Stated task: Reproduce the records from their start through the line holding "point(143, 147)", inclusive, with the requests included. Multiply each coordinate in the answers by 0.55 and round to whole numbers, with halves rounded up, leaving the coordinates in the requests and their format samples unchanged.

start Provided information

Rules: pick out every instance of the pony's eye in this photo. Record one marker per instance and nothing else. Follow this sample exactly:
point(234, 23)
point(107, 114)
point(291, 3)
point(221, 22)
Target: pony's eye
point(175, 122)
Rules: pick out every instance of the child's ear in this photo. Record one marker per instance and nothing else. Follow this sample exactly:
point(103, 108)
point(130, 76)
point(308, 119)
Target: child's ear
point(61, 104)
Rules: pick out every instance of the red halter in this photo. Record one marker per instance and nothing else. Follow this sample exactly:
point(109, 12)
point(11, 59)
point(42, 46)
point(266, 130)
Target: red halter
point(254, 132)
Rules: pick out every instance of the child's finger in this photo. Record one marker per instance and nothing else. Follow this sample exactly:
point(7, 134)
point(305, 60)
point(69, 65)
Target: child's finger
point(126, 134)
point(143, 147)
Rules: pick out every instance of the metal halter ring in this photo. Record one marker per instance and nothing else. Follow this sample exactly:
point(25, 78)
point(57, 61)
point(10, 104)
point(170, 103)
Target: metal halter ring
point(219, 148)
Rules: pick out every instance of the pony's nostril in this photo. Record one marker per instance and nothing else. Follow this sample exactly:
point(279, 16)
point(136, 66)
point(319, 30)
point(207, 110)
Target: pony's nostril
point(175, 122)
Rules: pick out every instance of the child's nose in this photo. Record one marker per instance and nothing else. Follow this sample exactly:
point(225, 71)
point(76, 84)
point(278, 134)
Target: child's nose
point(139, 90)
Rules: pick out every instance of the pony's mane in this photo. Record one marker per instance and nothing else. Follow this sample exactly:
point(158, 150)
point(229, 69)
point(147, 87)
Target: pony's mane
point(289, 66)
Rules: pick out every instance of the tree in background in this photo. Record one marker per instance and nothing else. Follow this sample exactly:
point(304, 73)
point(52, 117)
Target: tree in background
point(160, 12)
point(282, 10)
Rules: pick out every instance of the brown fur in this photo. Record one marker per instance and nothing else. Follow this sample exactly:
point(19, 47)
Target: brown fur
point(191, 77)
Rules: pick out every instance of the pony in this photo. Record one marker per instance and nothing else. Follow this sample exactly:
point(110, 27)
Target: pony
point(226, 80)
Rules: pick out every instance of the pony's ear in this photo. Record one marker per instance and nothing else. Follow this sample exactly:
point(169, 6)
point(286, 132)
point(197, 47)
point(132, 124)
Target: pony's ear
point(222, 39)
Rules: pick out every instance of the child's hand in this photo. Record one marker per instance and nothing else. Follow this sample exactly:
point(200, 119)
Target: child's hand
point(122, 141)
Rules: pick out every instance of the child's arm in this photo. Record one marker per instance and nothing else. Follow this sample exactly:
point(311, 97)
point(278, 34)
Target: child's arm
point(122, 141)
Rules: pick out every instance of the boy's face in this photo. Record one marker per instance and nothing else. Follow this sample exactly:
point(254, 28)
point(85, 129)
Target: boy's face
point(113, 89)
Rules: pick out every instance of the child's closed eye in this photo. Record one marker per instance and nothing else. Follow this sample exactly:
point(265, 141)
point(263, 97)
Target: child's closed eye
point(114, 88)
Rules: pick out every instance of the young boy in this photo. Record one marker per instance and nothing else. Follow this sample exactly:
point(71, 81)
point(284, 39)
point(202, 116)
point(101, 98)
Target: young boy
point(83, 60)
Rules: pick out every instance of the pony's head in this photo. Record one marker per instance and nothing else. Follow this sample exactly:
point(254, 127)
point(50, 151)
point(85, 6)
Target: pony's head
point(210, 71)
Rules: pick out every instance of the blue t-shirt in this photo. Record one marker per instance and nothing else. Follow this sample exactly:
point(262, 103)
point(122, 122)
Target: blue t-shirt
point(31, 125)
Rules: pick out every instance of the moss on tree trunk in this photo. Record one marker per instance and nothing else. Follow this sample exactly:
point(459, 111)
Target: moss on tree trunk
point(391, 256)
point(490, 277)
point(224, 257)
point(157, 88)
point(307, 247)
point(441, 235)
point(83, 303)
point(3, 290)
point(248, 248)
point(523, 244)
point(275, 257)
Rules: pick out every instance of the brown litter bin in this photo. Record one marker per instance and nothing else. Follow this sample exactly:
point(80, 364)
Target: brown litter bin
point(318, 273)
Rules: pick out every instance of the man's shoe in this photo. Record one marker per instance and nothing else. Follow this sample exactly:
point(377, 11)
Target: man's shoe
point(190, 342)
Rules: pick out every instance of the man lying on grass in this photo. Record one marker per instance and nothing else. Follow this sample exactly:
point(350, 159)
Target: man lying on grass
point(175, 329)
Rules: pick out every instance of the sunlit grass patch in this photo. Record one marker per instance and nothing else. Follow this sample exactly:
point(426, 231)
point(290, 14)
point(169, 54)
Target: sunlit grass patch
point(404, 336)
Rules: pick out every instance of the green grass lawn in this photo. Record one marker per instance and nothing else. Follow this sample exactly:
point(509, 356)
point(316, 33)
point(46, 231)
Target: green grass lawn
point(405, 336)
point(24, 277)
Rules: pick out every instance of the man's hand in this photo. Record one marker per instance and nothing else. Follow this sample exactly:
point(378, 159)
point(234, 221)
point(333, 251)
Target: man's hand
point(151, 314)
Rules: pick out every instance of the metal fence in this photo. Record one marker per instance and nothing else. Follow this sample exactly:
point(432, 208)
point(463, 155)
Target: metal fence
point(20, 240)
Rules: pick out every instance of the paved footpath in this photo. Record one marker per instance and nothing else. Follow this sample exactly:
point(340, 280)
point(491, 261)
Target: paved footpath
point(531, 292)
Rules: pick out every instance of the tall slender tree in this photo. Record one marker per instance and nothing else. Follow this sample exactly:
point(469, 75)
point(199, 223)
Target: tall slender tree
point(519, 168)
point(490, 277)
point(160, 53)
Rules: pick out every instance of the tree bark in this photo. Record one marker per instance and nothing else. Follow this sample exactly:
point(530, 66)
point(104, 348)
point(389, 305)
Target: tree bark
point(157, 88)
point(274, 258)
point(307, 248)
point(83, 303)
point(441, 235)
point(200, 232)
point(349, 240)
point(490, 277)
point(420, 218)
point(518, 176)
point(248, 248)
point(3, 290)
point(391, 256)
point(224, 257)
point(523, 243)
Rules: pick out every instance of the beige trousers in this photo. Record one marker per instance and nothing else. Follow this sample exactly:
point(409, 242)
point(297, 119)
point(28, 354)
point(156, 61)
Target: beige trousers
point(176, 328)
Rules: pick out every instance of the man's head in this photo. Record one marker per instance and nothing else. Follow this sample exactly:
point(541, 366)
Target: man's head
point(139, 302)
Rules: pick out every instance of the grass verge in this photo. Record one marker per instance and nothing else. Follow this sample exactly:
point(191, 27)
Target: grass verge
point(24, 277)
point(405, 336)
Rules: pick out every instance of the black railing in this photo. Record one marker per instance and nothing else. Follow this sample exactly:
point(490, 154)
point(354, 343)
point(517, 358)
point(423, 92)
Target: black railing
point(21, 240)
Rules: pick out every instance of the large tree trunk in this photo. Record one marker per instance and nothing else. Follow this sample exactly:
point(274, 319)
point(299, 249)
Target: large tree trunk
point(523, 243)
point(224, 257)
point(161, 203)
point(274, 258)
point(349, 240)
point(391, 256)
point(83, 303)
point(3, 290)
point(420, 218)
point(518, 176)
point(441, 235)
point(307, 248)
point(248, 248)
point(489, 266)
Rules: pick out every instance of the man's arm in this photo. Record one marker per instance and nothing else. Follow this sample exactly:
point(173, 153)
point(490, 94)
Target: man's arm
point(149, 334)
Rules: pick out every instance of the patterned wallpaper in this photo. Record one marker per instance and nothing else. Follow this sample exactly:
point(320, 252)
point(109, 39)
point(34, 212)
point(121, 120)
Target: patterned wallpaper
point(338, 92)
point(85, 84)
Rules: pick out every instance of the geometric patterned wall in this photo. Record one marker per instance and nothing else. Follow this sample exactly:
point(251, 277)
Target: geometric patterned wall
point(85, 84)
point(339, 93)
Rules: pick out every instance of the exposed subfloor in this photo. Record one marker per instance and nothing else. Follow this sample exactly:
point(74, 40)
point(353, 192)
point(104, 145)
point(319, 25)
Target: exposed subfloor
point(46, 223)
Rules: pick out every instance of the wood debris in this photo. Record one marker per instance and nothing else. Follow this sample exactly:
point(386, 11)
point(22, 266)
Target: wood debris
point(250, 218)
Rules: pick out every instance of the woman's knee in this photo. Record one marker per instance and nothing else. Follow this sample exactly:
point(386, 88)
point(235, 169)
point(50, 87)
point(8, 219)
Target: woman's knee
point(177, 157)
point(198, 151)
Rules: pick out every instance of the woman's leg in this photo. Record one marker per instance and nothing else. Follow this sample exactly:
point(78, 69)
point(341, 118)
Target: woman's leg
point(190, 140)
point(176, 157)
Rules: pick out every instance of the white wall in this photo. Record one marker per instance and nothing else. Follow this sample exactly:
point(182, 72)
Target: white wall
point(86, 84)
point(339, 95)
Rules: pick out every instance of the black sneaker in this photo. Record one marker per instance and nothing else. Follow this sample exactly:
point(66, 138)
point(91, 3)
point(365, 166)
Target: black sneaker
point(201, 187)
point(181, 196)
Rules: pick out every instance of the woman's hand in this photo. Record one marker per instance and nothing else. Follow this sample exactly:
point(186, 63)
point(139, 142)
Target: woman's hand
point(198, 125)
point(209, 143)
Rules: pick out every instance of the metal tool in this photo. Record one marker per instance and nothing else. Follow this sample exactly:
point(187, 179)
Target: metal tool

end Provided information

Task result:
Rules: pick out every instance of the pony's eye in this photo. Record one marker per instance and nothing else. Follow this sample exactly:
point(234, 23)
point(107, 114)
point(291, 3)
point(221, 22)
Target: pony's eye
point(96, 67)
Rules: pick out every instance of the child's ear in this photo. Record one marker per instance and nothing else. Follow this sample exactly:
point(103, 108)
point(130, 76)
point(308, 119)
Target: child's ear
point(34, 57)
Rules: pick out every instance of the red halter in this photo. Record one marker per instance and nothing else. Follow this sample exactly:
point(109, 12)
point(11, 59)
point(42, 46)
point(266, 130)
Target: red halter
point(140, 73)
Rules: pick out every instance of the child's finger in this photo. Record one marker per instance and nothing else. Follow this sample exactly:
point(7, 134)
point(305, 60)
point(69, 65)
Target: child's finger
point(69, 74)
point(79, 81)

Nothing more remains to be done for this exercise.